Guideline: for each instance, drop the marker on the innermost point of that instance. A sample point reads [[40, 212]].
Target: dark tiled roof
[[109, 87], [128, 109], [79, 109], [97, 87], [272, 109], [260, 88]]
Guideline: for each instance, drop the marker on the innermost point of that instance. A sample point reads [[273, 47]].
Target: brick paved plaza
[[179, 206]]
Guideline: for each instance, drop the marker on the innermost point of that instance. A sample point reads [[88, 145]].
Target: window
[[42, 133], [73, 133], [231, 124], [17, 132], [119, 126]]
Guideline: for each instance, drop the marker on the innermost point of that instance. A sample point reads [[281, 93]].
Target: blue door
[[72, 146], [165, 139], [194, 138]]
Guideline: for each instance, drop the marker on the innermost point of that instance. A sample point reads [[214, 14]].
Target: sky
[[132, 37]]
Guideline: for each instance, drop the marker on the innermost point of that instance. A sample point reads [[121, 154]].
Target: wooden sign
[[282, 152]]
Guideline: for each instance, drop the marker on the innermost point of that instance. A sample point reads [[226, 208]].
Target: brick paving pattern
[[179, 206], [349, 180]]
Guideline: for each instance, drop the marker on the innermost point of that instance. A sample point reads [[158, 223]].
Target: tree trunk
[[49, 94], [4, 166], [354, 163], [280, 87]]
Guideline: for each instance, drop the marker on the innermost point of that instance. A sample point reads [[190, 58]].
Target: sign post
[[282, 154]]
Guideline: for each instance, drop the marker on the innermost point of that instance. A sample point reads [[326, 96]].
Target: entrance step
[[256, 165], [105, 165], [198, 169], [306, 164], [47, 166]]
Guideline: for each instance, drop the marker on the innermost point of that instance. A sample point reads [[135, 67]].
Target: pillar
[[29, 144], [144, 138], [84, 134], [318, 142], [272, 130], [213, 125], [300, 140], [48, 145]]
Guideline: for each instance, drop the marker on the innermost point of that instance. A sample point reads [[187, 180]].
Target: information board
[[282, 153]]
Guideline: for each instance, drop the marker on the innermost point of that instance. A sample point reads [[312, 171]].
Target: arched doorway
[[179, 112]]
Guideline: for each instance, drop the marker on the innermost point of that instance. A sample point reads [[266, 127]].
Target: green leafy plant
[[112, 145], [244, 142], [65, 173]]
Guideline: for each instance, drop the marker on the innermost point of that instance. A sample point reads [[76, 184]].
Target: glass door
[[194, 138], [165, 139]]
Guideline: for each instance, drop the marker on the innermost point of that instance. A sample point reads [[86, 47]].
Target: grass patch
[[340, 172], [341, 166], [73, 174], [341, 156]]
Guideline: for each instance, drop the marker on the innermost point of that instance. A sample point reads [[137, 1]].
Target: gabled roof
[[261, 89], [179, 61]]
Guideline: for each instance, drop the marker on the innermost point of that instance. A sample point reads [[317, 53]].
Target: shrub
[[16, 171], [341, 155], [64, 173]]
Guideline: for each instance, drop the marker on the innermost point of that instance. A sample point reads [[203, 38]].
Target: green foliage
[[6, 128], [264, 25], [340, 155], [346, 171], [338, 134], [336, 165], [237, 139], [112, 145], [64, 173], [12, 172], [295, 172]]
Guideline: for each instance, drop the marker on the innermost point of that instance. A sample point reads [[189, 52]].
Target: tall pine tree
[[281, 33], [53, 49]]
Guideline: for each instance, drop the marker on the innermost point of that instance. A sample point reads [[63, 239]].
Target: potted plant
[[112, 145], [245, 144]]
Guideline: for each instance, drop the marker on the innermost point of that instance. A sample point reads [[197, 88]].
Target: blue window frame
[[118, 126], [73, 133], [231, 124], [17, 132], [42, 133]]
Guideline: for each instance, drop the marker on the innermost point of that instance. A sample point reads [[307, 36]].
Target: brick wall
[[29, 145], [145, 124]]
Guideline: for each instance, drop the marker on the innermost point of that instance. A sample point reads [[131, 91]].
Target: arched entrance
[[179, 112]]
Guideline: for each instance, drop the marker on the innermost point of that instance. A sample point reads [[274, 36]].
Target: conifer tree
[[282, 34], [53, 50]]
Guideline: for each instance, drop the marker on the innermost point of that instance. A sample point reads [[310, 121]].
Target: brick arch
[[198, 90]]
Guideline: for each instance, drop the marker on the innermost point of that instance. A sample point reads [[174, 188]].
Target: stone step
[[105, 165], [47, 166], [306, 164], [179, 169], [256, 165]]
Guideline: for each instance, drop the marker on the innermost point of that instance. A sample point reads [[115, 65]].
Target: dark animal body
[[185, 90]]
========
• _STATED GOAL_
Copy down the whole of the data above, matching it exactly.

• _OUTPUT FOR THIS TASK_
Guideline: for each instance, drop the marker on the innermost point of that instance. A sample point reads [[40, 212]].
Target: dark tiled roof
[[109, 87], [128, 109], [79, 109], [97, 87], [272, 109], [260, 88]]
Guideline: for each instance, drop the marker on the innermost point of that instance. A sample point reads [[273, 47]].
Target: brick paved plaza
[[179, 206]]
Guideline: for each instance, drop the marker on the innermost point of that instance. A sample point reads [[88, 145]].
Target: window
[[42, 133], [73, 133], [231, 124], [17, 132], [119, 126]]
Guideline: for each instance, drop the marker on the innermost point of that instance. A sample point reads [[281, 93]].
Target: blue door
[[72, 146], [165, 139], [194, 138]]
Guideline: for each instance, drop the marker on the innermost point of that instance. A sample point reads [[214, 14]].
Target: sky
[[132, 37]]
Guideline: for each instance, drop the marker on the innermost point of that instance. A sample point reads [[121, 154]].
Target: wooden sign
[[282, 152]]
Guideline: for each instance, drop the marker on the innermost point of that instance. A sample point reads [[226, 208]].
Target: brick paving pattern
[[179, 206], [349, 180]]
Guideline: for each instance, drop the marker on the innermost point of that instance. A sample point reads [[158, 223]].
Target: tree trunk
[[49, 94], [4, 166], [354, 163], [280, 87]]
Guideline: for each instance, drop the marker on the innermost point of that instance. A sample point reads [[190, 58]].
Target: sign post
[[282, 154]]
Guideline: for each instance, drop the marker on the innermost point of that instance. A sample point reads [[326, 96]].
Target: entrance step
[[256, 165], [105, 165], [198, 169], [306, 164], [47, 166]]
Guideline: for each instance, drop the marker on the innermost point of that instance. A sample point reads [[135, 67]].
Target: pillar
[[29, 144], [144, 138], [84, 134], [318, 142], [272, 130], [213, 125], [300, 140], [48, 145]]
Guideline: for each instance, drop the marker on the innermost point of that instance. A sample point reads [[187, 180]].
Target: information board
[[282, 153]]
Guideline: for each instance, drop the marker on the innermost point of that instance. A sample point reads [[312, 171]].
Target: arched doorway
[[179, 112]]
Guideline: for each instance, drop the marker on the innermost point of that instance. A sample point reads [[266, 127]].
Target: green leafy plant
[[112, 145], [244, 142], [65, 173]]
Guideline: for each instance, drop the marker on the innermost point of that instance. A sample point reads [[76, 184]].
Target: glass door
[[194, 138], [165, 139]]
Guideline: for each instance, drop the marker on the innermost point of that instance. A sample point reads [[86, 47]].
Target: grass patch
[[340, 172], [341, 166], [73, 174], [341, 156]]
Guideline: for each instance, drop the marker on the innermost point of that instance. A sample point reads [[137, 1]].
Target: gabled roof
[[261, 89], [179, 61]]
Guideline: for each instance, drop the marker on the innermost point of that instance. A sample point reads [[317, 53]].
Target: shrub
[[16, 171], [341, 155], [64, 173]]
Guideline: for each instance, drop the marker on the innermost point of that instance. A sample point reads [[203, 38]].
Target: green foliage
[[6, 128], [264, 25], [340, 155], [346, 171], [338, 134], [336, 165], [237, 139], [112, 145], [64, 173], [12, 172], [295, 172]]
Guideline: for each instance, drop the marker on the innermost point of that instance. A sample point reads [[189, 52]].
Target: tall pine tree
[[281, 33], [53, 49]]
Guideline: for each instance, drop the marker on the innermost point of that instance. A sample point reads [[63, 239]].
Target: potted plant
[[112, 145], [245, 144]]
Guideline: for each instance, drop the marker on the innermost point of that instance. A sample point reads [[197, 88]].
Target: blue window frame
[[118, 126], [73, 133], [231, 124], [17, 132], [42, 133]]
Guideline: for each instance, drop the marker on the innermost point of that instance. A sample point reads [[307, 36]].
Target: brick wall
[[29, 145], [145, 124]]
Guideline: for each instance, drop the marker on the innermost point of that instance. A sample point reads [[131, 91]].
Target: arched entrance
[[179, 112]]
Guideline: for each instance, drop the marker on the innermost point of that instance. A sample point reads [[274, 36]].
Target: conifer tree
[[282, 34], [53, 50]]
Guideline: for each instance, drop the marker on the innermost point of that instance. A sample point reads [[310, 121]].
Target: brick arch
[[198, 90]]
Guideline: for each instance, drop the marker on the innermost point of that instance. A sample point reads [[174, 188]].
Target: stone step
[[105, 165], [47, 166], [306, 164], [179, 169], [256, 165]]
Guideline: for each instance, drop the marker on the innermost point of that instance. A sample point reads [[115, 65]].
Target: dark animal body
[[185, 90]]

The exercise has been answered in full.